-- Given exercise --
Count the lines in the data below that contain the string "with", treating uppercase and lowercase letters as different, and give only the number.

-- Data provided --
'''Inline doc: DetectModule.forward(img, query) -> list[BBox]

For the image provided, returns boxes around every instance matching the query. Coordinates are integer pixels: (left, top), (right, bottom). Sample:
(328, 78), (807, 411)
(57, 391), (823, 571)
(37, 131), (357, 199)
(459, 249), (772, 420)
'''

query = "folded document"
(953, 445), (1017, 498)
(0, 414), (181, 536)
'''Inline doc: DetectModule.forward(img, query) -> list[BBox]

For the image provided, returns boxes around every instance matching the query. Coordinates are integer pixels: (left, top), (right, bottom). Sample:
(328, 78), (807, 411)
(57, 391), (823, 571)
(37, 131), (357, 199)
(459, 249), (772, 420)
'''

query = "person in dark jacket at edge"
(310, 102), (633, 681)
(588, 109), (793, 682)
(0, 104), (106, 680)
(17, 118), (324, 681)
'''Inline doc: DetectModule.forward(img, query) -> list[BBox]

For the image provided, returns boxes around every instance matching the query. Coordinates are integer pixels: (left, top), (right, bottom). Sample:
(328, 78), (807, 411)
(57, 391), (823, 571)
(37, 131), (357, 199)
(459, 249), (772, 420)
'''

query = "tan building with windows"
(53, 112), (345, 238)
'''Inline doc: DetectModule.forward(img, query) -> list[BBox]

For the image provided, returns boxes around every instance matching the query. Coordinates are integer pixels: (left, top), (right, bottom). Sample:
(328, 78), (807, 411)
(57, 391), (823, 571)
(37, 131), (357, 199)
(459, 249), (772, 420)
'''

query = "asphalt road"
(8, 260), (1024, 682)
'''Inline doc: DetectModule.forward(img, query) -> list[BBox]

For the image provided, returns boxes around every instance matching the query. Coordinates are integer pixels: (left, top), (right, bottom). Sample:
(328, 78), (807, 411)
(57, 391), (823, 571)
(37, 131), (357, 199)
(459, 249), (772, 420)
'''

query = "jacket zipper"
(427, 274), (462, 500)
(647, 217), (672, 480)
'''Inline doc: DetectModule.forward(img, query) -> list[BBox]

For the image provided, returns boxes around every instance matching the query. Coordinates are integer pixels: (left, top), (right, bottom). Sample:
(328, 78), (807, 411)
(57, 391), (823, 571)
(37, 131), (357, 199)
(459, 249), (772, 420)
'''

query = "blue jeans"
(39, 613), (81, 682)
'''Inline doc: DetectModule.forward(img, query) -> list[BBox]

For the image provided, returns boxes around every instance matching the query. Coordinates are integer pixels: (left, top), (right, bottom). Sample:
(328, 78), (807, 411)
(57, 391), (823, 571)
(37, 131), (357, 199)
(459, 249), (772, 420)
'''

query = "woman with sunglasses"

-- Answer for the task --
2